• Exercice proposé A: D'après le compte rendu de sortie, quel dénivelé l'itinéraire présente-t-il ?
• Exercice proposé B: Reprenez le compte rendu de sortie de "Topo associé : Olan, Couloir" à "auras bien besoin..." en remplaçant "ciel couvert" par "ciel dégagé".
• Exercice proposé C: Poursuivez le compte rendu de sortie à partir de sa dernière phrase.

• Extrait du document:
::::::::::
Départ : le Désert en Valjouffrey (1260 m)
Topo associé : Olan, Couloir Occidental
Sommet associé : Olan (3564 m)
Orientation : N
Dénivelé : 1840 m.
Ski : 5.4
Sortie du dimanche 8 mars 2020
Conditions nivologiques, accès & météo
Le bon Dieu nous a laissé un ciel couvert afin de nous protéger des missiles provenants du sommetEtat de la route : t'as un pick up? Parce que t'en auras bien besoin...
Conditions de neige: couloir en poudre, qu'elle soit fraîche portée par le vent, à tassée, elle est toujours légère. Dans les contre pentes où la pente s'accentue au delà de la moyenne annoncée, elle est agréable mais avec une cohésion qui peut t'emmener un peu plus bas que souhaité si tu ne fais pas gaffe.
Condition du ressaut: quelques placages en neige sorbet permettant de monter sur les dalles. Aucune protection sur les 10 premiers mètres.
::::::::::
[Étiquettes des points d'objet]

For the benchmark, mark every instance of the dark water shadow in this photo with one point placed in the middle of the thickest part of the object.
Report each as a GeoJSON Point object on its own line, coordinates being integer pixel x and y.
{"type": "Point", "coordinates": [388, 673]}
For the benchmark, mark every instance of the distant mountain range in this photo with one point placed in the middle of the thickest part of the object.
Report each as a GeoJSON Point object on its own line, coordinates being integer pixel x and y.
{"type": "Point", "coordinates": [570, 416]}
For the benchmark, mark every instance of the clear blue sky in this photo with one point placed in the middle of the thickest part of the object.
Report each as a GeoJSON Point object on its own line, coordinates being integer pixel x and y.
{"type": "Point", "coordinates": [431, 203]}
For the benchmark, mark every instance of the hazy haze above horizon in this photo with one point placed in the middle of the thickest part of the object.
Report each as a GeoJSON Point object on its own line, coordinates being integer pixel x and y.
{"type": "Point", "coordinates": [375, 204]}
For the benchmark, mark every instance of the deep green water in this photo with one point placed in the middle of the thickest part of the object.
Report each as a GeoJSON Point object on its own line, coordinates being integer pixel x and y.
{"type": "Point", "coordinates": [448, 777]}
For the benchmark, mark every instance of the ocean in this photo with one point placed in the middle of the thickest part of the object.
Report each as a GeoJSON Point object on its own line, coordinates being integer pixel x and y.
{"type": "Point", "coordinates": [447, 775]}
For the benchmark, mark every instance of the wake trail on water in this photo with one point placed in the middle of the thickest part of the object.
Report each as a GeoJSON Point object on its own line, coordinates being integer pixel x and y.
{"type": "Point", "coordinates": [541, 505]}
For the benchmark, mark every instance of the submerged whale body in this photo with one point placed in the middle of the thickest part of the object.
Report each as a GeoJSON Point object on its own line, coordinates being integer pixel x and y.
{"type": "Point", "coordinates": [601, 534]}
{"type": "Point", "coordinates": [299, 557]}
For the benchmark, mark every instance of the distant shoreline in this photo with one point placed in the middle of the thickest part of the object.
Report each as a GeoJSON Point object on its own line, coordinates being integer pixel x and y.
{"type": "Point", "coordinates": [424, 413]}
::::::::::
• Résultat de l'exercice A: 1840 m.

• Résultat de l'exercice B:
Topo associé : Olan, Couloir Occidental
Sommet associé : Olan (3564 m)
Orientation : N
Dénivelé : 1840 m.
Ski : 5.4
Sortie du dimanche 8 mars 2020
Conditions nivologiques, accès & météo
Le bon Dieu nous a laissé un ciel dégagé afin de nous protéger des missiles provenants du sommetEtat de la route : t'as un pick up? Parce que t'en auras bien besoin...

• Résultat de l'exercice C:
Altitude de chaussage (montée) : 1266
Altitude de déchaussage (descente) : 1266
Activité avalancheuse observée : la journée a été ponctuées par des *bbbooouuuuummmm* et des grognements tout droits sortis de l'estomac du Kraken pendant que les faces sud du vallon dégringolaient jusqu'en bas. Ambiance
Skiabilité : 🙂 Bonne
Compte rendu
Avec Olive (et Tom... mais il était malade, du coup il n'est pas venu)
Dans mes feeds FB, il y a un mois (oui je suis ringard, je ne suis toujours pas vraiment passé à Instagram), j'ai vu passer cette citation d'un himalayste russe qui disait à peu près ça:
"La montagne n'est pas ma religion, mais une cathédrale dans laquelle je viens pratiquer ma foi".
Ok je l'admets, c'est pompeux, sauf si on peut vraiment l'assumer.
Le mec est russe, il grimpe des 8000m, il y a donc des fortes chances pour qu'il ait perdu l'intégralité de ses doigts et l'intégralité de ses compagnons de cordée: il peut donc très probablement l'assumer.
Mais, cette phrase est, malgré tout, fortement engagée dans la lourdeur (on pourrait presque croire que c'est du Rebuffat).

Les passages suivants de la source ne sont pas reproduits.